## Rows
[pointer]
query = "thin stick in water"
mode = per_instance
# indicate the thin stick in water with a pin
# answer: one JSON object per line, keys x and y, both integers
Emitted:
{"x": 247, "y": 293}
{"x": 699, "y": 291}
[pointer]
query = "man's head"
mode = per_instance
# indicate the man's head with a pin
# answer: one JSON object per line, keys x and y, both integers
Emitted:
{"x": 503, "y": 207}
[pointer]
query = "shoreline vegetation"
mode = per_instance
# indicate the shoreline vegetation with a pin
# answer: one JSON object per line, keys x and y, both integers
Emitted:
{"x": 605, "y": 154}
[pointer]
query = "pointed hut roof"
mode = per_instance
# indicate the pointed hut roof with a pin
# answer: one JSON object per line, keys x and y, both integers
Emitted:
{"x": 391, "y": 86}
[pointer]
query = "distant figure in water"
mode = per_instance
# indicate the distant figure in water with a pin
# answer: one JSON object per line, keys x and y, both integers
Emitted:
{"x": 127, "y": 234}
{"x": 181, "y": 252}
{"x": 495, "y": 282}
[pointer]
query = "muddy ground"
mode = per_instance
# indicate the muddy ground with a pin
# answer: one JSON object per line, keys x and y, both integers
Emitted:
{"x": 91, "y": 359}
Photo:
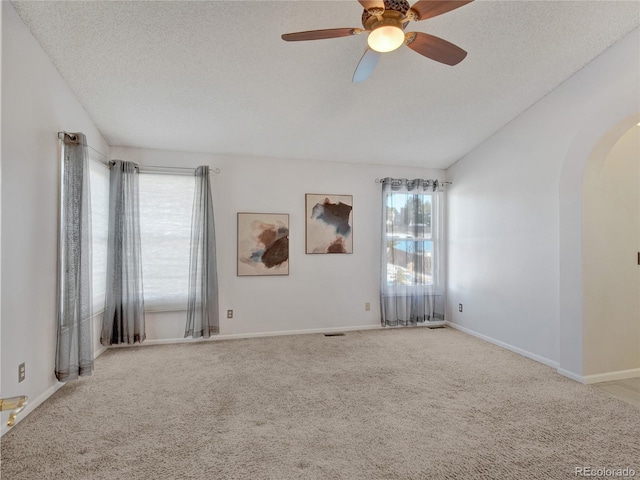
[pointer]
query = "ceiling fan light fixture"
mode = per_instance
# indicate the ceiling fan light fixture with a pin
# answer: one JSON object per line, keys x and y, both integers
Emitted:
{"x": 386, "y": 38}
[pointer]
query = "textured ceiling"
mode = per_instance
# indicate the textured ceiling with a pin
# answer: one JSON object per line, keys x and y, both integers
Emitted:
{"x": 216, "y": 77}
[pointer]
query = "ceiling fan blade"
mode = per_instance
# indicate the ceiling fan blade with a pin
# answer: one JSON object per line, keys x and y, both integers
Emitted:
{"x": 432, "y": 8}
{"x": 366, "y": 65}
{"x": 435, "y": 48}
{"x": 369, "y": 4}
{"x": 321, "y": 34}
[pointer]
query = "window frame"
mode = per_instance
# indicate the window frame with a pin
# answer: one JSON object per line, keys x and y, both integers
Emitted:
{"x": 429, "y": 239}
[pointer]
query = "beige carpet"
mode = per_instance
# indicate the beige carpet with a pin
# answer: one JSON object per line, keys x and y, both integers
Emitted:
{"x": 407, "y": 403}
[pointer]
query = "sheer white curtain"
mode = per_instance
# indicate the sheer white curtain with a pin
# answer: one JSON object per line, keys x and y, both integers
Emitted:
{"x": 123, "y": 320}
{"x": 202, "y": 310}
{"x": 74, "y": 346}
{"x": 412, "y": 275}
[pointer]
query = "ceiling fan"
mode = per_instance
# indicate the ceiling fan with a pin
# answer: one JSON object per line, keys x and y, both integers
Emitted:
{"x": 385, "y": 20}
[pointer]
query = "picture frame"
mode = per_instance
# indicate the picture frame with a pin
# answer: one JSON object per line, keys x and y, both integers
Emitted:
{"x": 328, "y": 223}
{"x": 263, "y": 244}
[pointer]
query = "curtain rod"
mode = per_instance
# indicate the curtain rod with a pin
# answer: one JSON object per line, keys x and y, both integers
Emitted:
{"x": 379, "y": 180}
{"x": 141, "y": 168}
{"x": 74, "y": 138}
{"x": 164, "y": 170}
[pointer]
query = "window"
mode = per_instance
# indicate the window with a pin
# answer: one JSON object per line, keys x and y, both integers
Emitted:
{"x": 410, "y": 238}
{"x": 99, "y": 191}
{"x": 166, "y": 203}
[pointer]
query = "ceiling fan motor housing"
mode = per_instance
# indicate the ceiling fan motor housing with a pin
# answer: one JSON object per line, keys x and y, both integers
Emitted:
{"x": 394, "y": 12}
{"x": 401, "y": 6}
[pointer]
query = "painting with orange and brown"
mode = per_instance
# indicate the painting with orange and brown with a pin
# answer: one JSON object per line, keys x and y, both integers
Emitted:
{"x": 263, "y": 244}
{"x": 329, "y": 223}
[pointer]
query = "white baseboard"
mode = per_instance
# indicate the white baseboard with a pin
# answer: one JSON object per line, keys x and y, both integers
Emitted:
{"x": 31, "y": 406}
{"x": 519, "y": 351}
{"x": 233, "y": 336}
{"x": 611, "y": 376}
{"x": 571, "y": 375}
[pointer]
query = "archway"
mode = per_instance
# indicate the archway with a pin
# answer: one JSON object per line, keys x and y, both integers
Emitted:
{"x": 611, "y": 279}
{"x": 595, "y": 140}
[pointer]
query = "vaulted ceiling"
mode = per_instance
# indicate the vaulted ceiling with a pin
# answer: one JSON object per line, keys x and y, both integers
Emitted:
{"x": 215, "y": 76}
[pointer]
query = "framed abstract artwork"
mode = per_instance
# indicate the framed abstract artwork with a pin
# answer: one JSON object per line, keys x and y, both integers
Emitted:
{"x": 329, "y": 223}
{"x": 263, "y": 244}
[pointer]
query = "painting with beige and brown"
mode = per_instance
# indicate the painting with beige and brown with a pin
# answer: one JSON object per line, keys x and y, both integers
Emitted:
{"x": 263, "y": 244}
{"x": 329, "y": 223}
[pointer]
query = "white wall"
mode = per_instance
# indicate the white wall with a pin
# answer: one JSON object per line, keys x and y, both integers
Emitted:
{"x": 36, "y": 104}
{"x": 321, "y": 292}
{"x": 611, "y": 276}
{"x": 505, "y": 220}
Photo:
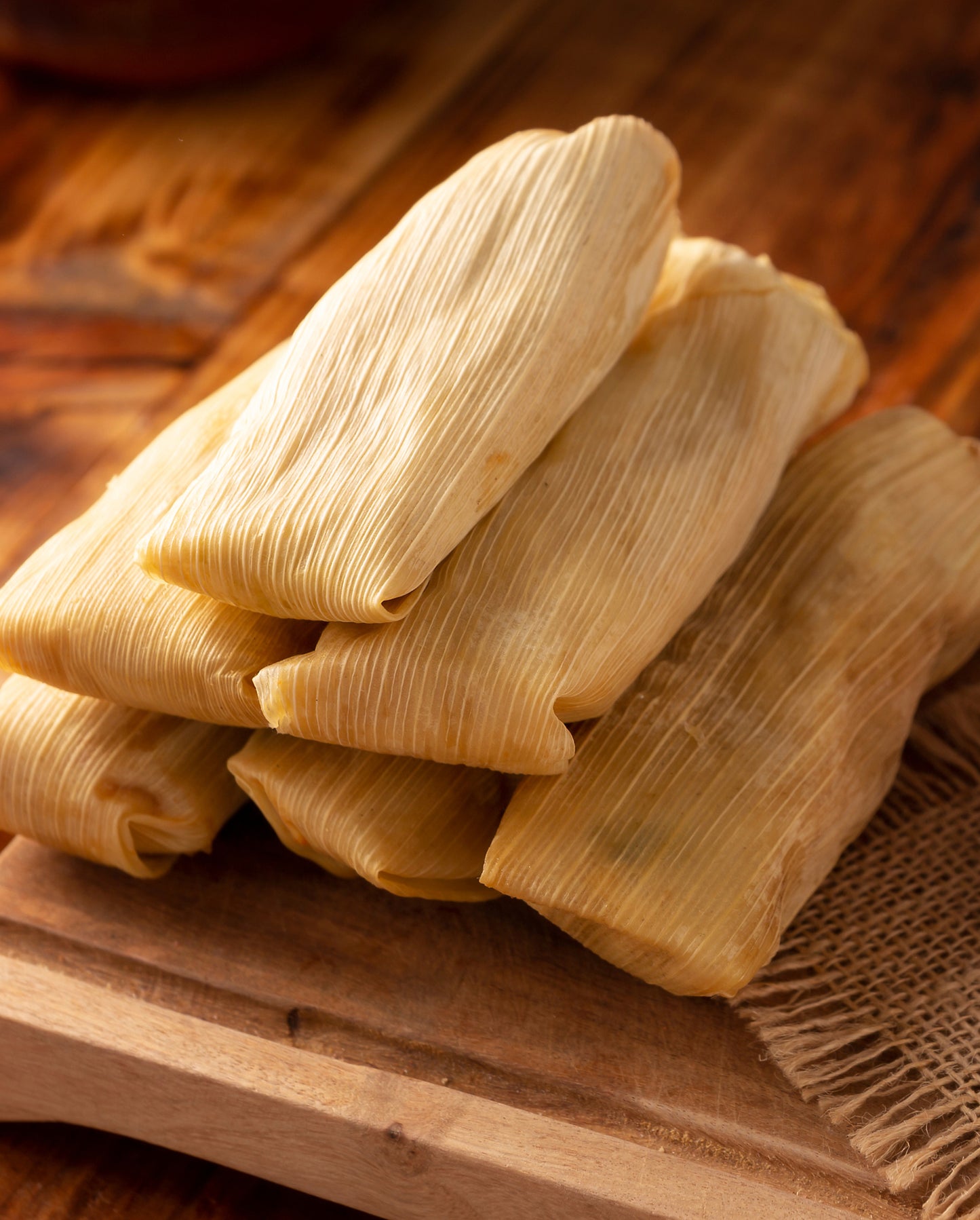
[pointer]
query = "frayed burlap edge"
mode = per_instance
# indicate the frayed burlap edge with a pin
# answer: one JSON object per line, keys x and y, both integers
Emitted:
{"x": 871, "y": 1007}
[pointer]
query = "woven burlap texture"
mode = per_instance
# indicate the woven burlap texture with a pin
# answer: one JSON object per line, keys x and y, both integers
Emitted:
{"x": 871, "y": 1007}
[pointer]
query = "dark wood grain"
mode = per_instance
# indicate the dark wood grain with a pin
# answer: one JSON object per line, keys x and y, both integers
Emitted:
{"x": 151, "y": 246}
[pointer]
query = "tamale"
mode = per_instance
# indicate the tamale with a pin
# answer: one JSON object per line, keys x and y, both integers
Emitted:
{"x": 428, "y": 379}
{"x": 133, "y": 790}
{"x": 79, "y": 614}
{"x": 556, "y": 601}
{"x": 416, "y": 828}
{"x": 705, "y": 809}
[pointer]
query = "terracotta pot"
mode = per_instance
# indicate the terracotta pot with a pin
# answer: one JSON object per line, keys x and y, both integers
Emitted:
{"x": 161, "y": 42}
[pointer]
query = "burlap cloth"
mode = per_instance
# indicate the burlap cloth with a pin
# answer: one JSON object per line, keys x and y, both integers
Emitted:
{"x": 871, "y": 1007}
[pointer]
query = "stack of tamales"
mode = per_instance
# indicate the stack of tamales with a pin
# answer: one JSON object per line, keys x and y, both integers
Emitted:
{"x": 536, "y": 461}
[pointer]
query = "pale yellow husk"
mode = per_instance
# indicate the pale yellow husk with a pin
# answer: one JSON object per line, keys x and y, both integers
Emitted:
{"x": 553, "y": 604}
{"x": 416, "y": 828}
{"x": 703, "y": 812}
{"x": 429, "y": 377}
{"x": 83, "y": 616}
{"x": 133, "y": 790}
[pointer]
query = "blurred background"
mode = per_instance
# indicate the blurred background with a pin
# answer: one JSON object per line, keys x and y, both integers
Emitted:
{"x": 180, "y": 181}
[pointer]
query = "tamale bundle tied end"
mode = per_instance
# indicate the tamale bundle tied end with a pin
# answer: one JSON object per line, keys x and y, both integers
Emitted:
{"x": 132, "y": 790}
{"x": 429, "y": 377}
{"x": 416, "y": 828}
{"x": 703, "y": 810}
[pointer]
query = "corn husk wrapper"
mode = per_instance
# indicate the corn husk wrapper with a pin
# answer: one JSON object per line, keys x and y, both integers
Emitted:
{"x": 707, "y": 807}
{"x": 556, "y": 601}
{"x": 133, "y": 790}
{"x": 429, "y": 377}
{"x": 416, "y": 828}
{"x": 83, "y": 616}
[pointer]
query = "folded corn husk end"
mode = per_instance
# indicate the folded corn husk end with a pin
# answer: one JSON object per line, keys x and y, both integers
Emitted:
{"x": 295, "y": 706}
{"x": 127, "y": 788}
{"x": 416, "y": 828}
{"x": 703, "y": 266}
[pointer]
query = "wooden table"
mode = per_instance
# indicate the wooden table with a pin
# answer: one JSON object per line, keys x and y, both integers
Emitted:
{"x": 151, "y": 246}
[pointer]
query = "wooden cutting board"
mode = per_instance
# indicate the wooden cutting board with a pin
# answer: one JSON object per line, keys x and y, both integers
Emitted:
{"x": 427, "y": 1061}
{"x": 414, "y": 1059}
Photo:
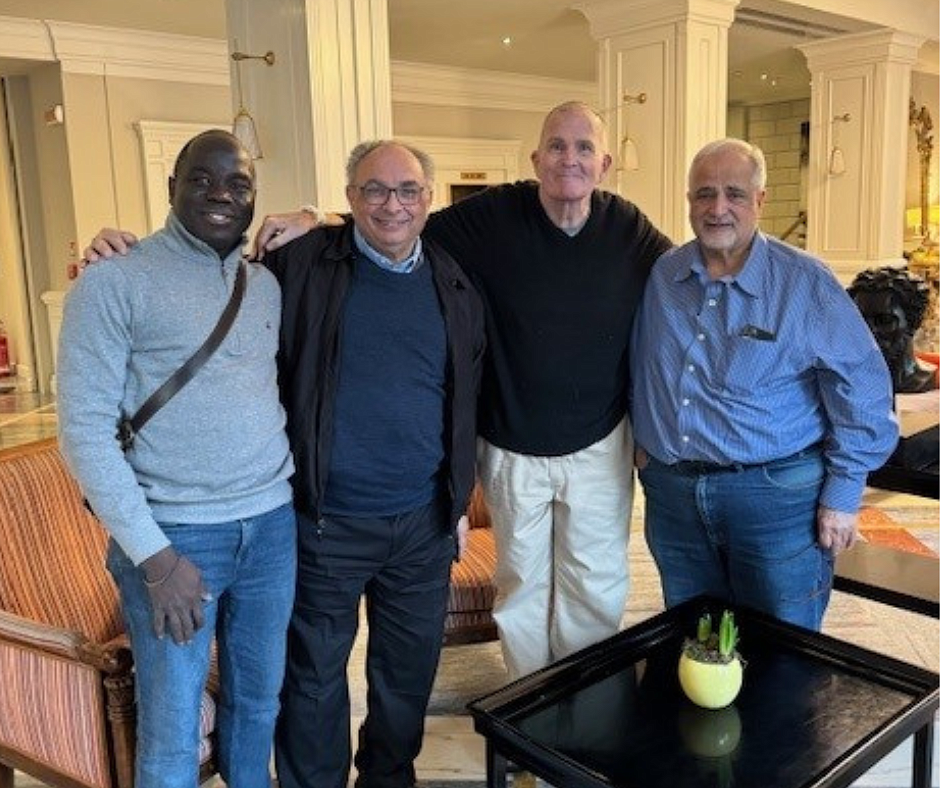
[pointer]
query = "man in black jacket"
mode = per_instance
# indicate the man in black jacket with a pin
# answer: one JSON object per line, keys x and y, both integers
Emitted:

## What the exercise asks
How many lines of the data contain the string "wrapper"? Give only the number.

## Output for this task
2